◆ Parts of the exercise:
1 - In the article on the Broncos quarterback competition, who caught Chad Kelly's two touchdown passes in Sunday's scrimmage?
2 - From the article on the Broncos quarterback competition, write out the text between "The Denver Broncos" and "in the NFL.", inclusive.

◆ Extract to read:
--*--

The Denver Broncos can dance around the topic all they want. I refuse to.
Chad Kelly has earned second-string quarterback snaps. Now. Period.
He hasn't had the most head-turning training camp, no. He's not fully polished or perhaps merely halfway refined. He's a former seventh-round draft pick coming off multiple surgeries and yet to take a single meaningful snap in the NFL.
But Kelly is also something that his competitor, Paxton Lynch, isn't.
“He’s a playmaker. He’s always been a playmaker," Broncos head coach Vance Joseph said. "You watch his college tape two years ago, he just makes plays. It doesn’t always look pretty, but he just makes plays.”
This reputation was on display Sunday during the first scrimmage of camp. With Case Keenum and the starting offense floundering, and Lynch wholly unimpressive if not calamitous, Kelly entered with the threes and immediately brought a spark, completing a pair of beautifully-thrown touchdown passes to Jordan Leslie and Mark Chapman, respectively. He even sacrificed himself on a downfield block for running back De'Angelo Henderson during an ensuing "series."

--*--

◆ Data section:

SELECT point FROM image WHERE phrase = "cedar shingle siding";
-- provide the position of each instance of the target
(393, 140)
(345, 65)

--*--

◆ Expected outputs:
1 - Jordan Leslie and Mark Chapman.

2 -
The Denver Broncos can dance around the topic all they want. I refuse to.
Chad Kelly has earned second-string quarterback snaps. Now. Period.
He hasn't had the most head-turning training camp, no. He's not fully polished or perhaps merely halfway refined. He's a former seventh-round draft pick coming off multiple surgeries and yet to take a single meaningful snap in the NFL.